> Exercise details
Once you find the line containing "372L640 357L639 297L619" in the data below, copy it and each following line exactly, up to and including the line containing "positive clicks: (287, 162)", and nothing else.

- Opening Delimiter -

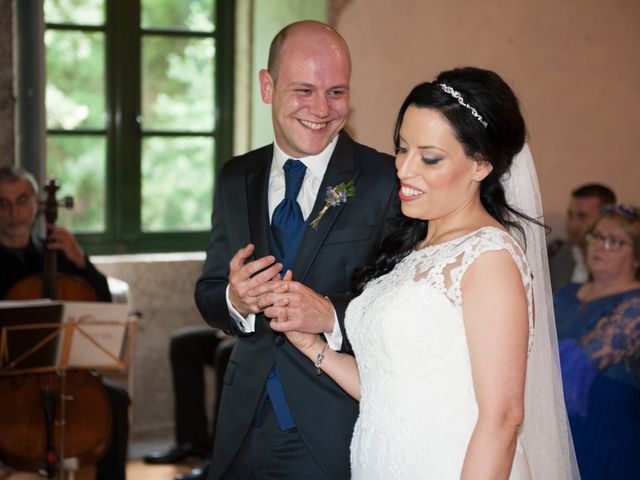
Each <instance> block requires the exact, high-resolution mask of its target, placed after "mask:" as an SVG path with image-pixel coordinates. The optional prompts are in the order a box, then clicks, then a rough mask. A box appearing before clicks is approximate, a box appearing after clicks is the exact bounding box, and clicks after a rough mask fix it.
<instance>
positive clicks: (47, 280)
mask: <svg viewBox="0 0 640 480" xmlns="http://www.w3.org/2000/svg"><path fill="white" fill-rule="evenodd" d="M44 189H45V191H46V193H47V197H46V199H45V200H44V201H42V202H39V203H40V206H41V209H42V211H43V212H44V215H45V218H46V223H47V236H49V233H50V231H51V226H52V225H54V224H55V222H56V220H57V209H58V207H59V206H60V205H59V203H58V201H57V200H56V192H57V191H58V190H59V187H58V185H57V184H56V182H55V180H52V179H50V180H49V181H48V182H47V184H46V186H45V188H44ZM63 205H64V206H65V207H67V208H70V207H71V206H72V200H70V199H69V198H67V199H65V202H64V204H63ZM36 298H50V299H52V300H69V301H72V300H73V301H96V299H97V295H96V293H95V291H94V290H93V288H92V287H91V286H90V285H89V284H88V283H86V282H85V281H83V280H82V279H80V278H78V277H74V276H71V275H66V274H60V273H59V272H58V271H57V252H56V251H55V250H51V249H48V248H47V246H46V244H45V248H44V268H43V274H42V275H31V276H28V277H26V278H24V279H22V280H20V281H19V282H17V283H16V284H15V285H13V286H12V288H11V289H10V290H9V292H8V293H7V295H6V297H5V299H6V300H29V299H36ZM35 320H37V319H35ZM111 417H112V412H111V405H110V403H109V399H108V397H107V393H106V391H105V388H104V385H103V384H102V380H101V378H100V376H99V375H97V374H95V373H94V372H92V371H89V370H68V371H53V372H48V373H20V374H9V375H5V376H2V377H0V459H1V460H2V461H3V462H4V463H6V464H7V465H9V466H10V467H13V468H16V469H19V470H28V471H44V472H46V474H47V477H48V478H56V475H58V474H59V473H60V474H61V476H60V477H59V478H63V477H64V470H65V467H69V468H70V469H72V470H77V469H78V468H80V467H81V466H84V465H88V464H94V463H96V462H97V461H98V460H100V458H102V456H104V454H105V452H106V450H107V448H108V446H109V442H110V440H111V425H112V421H111Z"/></svg>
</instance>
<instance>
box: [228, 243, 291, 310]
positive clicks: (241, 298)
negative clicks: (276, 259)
mask: <svg viewBox="0 0 640 480" xmlns="http://www.w3.org/2000/svg"><path fill="white" fill-rule="evenodd" d="M254 248H255V247H254V246H253V244H249V245H247V246H246V247H244V248H241V249H240V250H238V251H237V252H236V254H235V255H234V256H233V258H232V259H231V262H229V300H230V301H231V305H233V308H235V309H236V311H237V312H238V313H239V314H241V315H243V316H247V315H248V314H250V313H258V312H261V311H262V310H263V309H264V308H266V307H268V306H270V305H271V303H265V302H264V300H265V294H266V293H267V292H270V291H271V289H272V285H273V284H272V283H270V282H272V281H274V280H276V279H277V280H279V278H280V276H279V275H280V271H281V270H282V264H281V263H275V261H276V259H275V257H274V256H273V255H267V256H265V257H261V258H259V259H257V260H254V261H252V262H249V263H245V262H246V261H247V260H248V259H249V258H250V257H251V255H252V254H253V251H254Z"/></svg>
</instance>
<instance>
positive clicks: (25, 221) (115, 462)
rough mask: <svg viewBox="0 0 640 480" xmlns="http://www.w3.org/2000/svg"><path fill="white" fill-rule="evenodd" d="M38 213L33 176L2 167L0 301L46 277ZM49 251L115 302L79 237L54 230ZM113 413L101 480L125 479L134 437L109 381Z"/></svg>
mask: <svg viewBox="0 0 640 480" xmlns="http://www.w3.org/2000/svg"><path fill="white" fill-rule="evenodd" d="M37 212H38V186H37V183H36V181H35V179H34V178H33V176H32V175H31V174H30V173H29V172H27V171H25V170H23V169H21V168H19V167H15V166H3V167H0V299H4V298H5V296H6V295H7V292H8V291H9V289H10V288H11V286H12V285H13V284H14V283H16V282H18V281H20V280H21V279H23V278H25V277H27V276H29V275H33V274H39V273H42V272H43V268H44V244H45V241H44V239H42V238H39V237H38V236H37V235H35V234H34V233H32V230H33V225H34V223H35V218H36V214H37ZM48 228H50V229H51V231H50V234H49V238H50V240H49V243H48V244H47V248H49V249H51V250H57V251H58V255H57V257H58V260H57V264H58V271H59V272H60V273H67V274H72V275H76V276H78V277H80V278H81V279H83V280H84V281H86V282H87V283H88V284H89V285H90V286H91V287H93V289H94V290H95V292H96V295H97V300H98V301H101V302H110V301H111V294H110V292H109V287H108V284H107V279H106V278H105V276H104V275H103V274H101V273H100V272H99V271H98V270H97V269H96V268H95V266H94V265H93V264H92V263H91V262H90V261H89V259H88V257H87V255H86V254H85V252H84V251H83V250H82V248H81V247H80V245H79V244H78V241H77V240H76V238H75V237H74V236H73V234H71V233H70V232H69V231H68V230H66V229H65V228H63V227H61V226H58V225H52V226H49V227H48ZM103 382H104V384H105V389H106V391H107V395H108V397H109V403H110V404H111V408H112V413H113V426H112V438H111V445H110V447H109V449H108V450H107V452H106V454H105V456H104V457H103V458H102V460H100V462H99V463H98V465H97V474H96V480H124V479H125V464H126V457H127V446H128V436H129V420H128V407H129V404H130V399H129V395H128V394H127V392H126V391H125V390H123V389H121V388H119V387H117V386H115V385H113V384H110V383H109V382H107V381H104V380H103Z"/></svg>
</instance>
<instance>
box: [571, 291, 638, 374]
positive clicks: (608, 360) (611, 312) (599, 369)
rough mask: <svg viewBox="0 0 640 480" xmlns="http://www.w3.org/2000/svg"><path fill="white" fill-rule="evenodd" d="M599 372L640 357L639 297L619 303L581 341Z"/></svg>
mask: <svg viewBox="0 0 640 480" xmlns="http://www.w3.org/2000/svg"><path fill="white" fill-rule="evenodd" d="M580 345H581V346H582V348H583V349H584V351H585V353H586V354H587V356H588V357H589V358H590V359H591V361H592V362H593V364H594V366H595V367H596V368H597V369H598V370H604V369H605V368H607V367H609V366H611V365H615V364H618V363H622V362H625V361H627V360H629V359H632V358H634V357H638V355H640V296H635V297H633V298H630V299H627V300H625V301H623V302H622V303H620V304H619V305H618V306H617V307H616V308H615V309H614V310H613V311H612V312H611V314H610V315H607V316H605V317H602V319H600V320H599V321H598V323H597V324H596V326H595V327H594V328H593V329H592V330H591V331H590V332H589V333H587V334H586V335H584V336H583V337H582V338H581V339H580Z"/></svg>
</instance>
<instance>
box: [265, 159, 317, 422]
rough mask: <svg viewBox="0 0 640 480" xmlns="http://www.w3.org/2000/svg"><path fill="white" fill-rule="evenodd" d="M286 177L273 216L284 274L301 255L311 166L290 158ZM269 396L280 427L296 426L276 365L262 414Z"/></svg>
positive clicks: (287, 162)
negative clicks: (304, 208) (307, 186)
mask: <svg viewBox="0 0 640 480" xmlns="http://www.w3.org/2000/svg"><path fill="white" fill-rule="evenodd" d="M282 169H283V170H284V176H285V192H284V199H283V200H282V202H280V203H279V204H278V206H277V207H276V209H275V210H274V211H273V216H272V217H271V232H272V233H273V240H274V242H275V246H276V250H277V251H276V252H275V253H276V258H277V259H278V261H279V262H282V264H283V265H284V267H283V270H282V271H283V272H286V271H287V270H288V269H290V268H291V267H292V266H293V260H294V259H295V257H296V254H297V252H298V246H299V245H300V240H301V239H302V234H303V232H304V218H303V217H302V210H301V209H300V205H299V204H298V200H297V198H298V194H299V193H300V188H302V181H303V180H304V174H305V172H306V170H307V167H305V166H304V163H302V162H301V161H300V160H292V159H289V160H287V161H286V162H285V163H284V166H283V167H282ZM267 397H269V400H270V401H271V406H272V407H273V411H274V413H275V414H276V420H277V422H278V427H279V428H280V429H281V430H289V429H291V428H294V427H295V426H296V424H295V421H294V420H293V415H291V410H290V409H289V405H288V404H287V399H286V397H285V395H284V389H283V388H282V382H281V380H280V374H279V373H278V369H277V368H276V366H275V364H274V365H273V367H271V371H270V372H269V377H268V378H267V384H266V386H265V394H264V395H263V397H262V400H261V402H260V406H259V407H258V415H259V414H260V412H261V410H262V405H263V404H264V400H265V399H266V398H267Z"/></svg>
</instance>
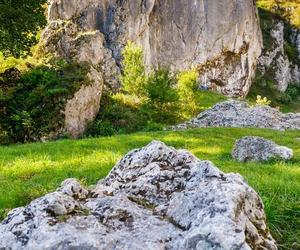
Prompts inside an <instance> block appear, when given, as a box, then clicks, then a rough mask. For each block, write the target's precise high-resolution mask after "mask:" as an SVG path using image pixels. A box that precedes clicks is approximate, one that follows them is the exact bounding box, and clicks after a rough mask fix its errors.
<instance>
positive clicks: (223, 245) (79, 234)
mask: <svg viewBox="0 0 300 250" xmlns="http://www.w3.org/2000/svg"><path fill="white" fill-rule="evenodd" d="M79 198H80V199H79ZM41 247H42V248H43V249H45V250H47V249H199V250H200V249H201V250H202V249H244V250H246V249H247V250H248V249H268V250H273V249H274V250H275V249H277V246H276V243H275V241H274V239H273V238H272V236H271V235H270V233H269V230H268V228H267V225H266V217H265V213H264V209H263V203H262V201H261V199H260V197H259V196H258V194H257V193H256V192H255V191H254V190H253V189H252V188H251V187H250V186H248V185H247V183H246V182H245V181H244V179H243V178H242V177H241V176H240V175H238V174H224V173H222V172H221V171H220V170H218V169H217V168H216V167H215V166H214V165H213V164H212V163H211V162H208V161H201V160H199V159H197V158H196V157H195V156H193V155H192V154H190V153H189V152H187V151H185V150H175V149H174V148H171V147H167V146H166V145H165V144H163V143H161V142H158V141H154V142H152V143H150V144H149V145H148V146H146V147H144V148H141V149H136V150H133V151H131V152H129V153H128V154H127V155H126V156H125V157H124V158H123V159H122V160H120V161H119V162H118V163H117V165H116V166H115V167H114V168H113V169H112V171H111V172H110V174H109V175H108V177H107V178H105V179H104V180H102V181H100V182H99V183H98V184H97V185H96V186H95V187H94V188H93V189H92V190H89V191H88V193H87V190H85V189H84V188H83V187H81V186H80V185H79V184H78V183H77V182H75V180H73V179H71V180H66V181H65V182H63V184H62V186H61V187H60V188H59V189H58V190H57V191H56V192H54V193H51V194H47V195H46V196H44V197H41V198H39V199H37V200H34V201H32V202H31V203H30V204H29V205H28V206H26V207H22V208H17V209H15V210H13V211H11V212H10V213H9V215H8V216H7V218H6V219H5V220H4V221H3V222H2V223H1V224H0V249H4V250H8V249H10V250H15V249H16V250H20V249H21V250H22V249H26V250H40V249H41Z"/></svg>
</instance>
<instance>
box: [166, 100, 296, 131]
mask: <svg viewBox="0 0 300 250" xmlns="http://www.w3.org/2000/svg"><path fill="white" fill-rule="evenodd" d="M200 127H237V128H246V127H248V128H270V129H276V130H286V129H300V113H296V114H295V113H288V114H283V113H281V112H280V111H278V110H277V109H275V108H271V107H269V106H260V105H257V106H254V107H251V106H249V105H248V104H247V103H246V102H243V101H235V100H229V101H225V102H221V103H218V104H216V105H215V106H214V107H212V108H211V109H208V110H206V111H204V112H202V113H200V114H199V115H198V116H197V117H196V118H194V119H192V120H190V121H188V122H185V123H183V124H180V125H177V126H174V127H172V129H174V130H180V129H188V128H200Z"/></svg>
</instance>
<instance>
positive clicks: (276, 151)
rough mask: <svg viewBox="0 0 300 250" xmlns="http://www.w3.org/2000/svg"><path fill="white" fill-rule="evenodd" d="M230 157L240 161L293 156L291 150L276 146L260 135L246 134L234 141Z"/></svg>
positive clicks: (257, 159)
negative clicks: (231, 151) (234, 145)
mask: <svg viewBox="0 0 300 250" xmlns="http://www.w3.org/2000/svg"><path fill="white" fill-rule="evenodd" d="M232 157H233V158H234V159H235V160H237V161H240V162H247V161H268V160H271V159H282V160H290V159H291V158H292V157H293V150H292V149H290V148H287V147H283V146H278V145H276V144H275V143H274V142H272V141H270V140H266V139H264V138H261V137H255V136H246V137H243V138H241V139H240V140H238V141H237V142H236V143H235V146H234V148H233V151H232Z"/></svg>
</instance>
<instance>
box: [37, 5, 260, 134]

- Closing Delimiter -

> Result of this task
rough mask: <svg viewBox="0 0 640 480" xmlns="http://www.w3.org/2000/svg"><path fill="white" fill-rule="evenodd" d="M599 372L640 357L639 297L619 303L581 341Z"/></svg>
mask: <svg viewBox="0 0 640 480" xmlns="http://www.w3.org/2000/svg"><path fill="white" fill-rule="evenodd" d="M580 345H581V346H582V348H583V349H584V351H585V353H586V354H587V356H588V357H589V358H590V359H591V361H592V362H593V364H594V366H595V367H596V368H597V369H598V370H604V369H605V368H607V367H609V366H611V365H615V364H618V363H622V362H625V361H627V360H629V359H632V358H634V357H638V355H640V296H635V297H633V298H630V299H627V300H625V301H623V302H622V303H620V304H619V305H618V306H617V307H616V308H615V309H614V310H613V311H612V312H611V314H610V315H607V316H605V317H602V319H600V320H599V321H598V323H597V324H596V326H595V327H594V328H593V329H592V330H591V331H590V332H589V333H587V334H586V335H584V336H583V337H582V338H581V339H580Z"/></svg>
</instance>
<instance>
box: [265, 159, 317, 422]
rough mask: <svg viewBox="0 0 640 480" xmlns="http://www.w3.org/2000/svg"><path fill="white" fill-rule="evenodd" d="M286 177L273 216L284 274L301 255L311 166L290 158ZM269 396L280 427L296 426L276 365L262 414Z"/></svg>
positive clicks: (287, 162)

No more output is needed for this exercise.